Aim of the task - Show every line of the items below that contains the word "wall", matching its case exactly.

○ ○ ○ ○

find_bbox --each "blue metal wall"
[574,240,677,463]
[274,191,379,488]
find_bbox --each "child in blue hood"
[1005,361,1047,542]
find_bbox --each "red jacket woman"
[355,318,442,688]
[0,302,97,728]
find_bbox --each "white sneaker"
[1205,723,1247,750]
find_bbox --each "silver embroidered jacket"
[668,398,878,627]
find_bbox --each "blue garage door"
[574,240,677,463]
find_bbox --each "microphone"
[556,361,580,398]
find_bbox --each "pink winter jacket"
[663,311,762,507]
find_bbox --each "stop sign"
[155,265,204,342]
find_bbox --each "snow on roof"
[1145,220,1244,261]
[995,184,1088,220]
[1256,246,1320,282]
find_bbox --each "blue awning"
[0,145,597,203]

○ ○ ○ ○

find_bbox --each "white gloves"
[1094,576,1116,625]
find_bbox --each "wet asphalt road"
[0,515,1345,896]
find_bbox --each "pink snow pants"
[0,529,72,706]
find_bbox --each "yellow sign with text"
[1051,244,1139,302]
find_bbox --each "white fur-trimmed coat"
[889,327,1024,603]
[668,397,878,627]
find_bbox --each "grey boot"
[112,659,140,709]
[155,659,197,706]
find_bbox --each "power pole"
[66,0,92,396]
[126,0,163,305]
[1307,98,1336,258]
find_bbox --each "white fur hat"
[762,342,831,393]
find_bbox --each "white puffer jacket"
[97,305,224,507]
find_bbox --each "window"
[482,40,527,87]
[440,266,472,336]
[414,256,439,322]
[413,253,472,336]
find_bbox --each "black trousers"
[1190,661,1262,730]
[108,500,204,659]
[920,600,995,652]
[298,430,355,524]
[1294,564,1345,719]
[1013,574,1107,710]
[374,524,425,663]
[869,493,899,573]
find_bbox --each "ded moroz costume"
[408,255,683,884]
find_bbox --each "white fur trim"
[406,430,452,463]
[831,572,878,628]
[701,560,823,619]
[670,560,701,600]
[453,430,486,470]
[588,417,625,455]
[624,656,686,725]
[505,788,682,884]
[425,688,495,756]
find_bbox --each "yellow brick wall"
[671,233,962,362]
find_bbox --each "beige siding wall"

○ ○ ○ ○

Final result -
find_bbox --each "blue metal wall"
find_bbox --each "yellow brick wall"
find_bbox --each "beige siding wall"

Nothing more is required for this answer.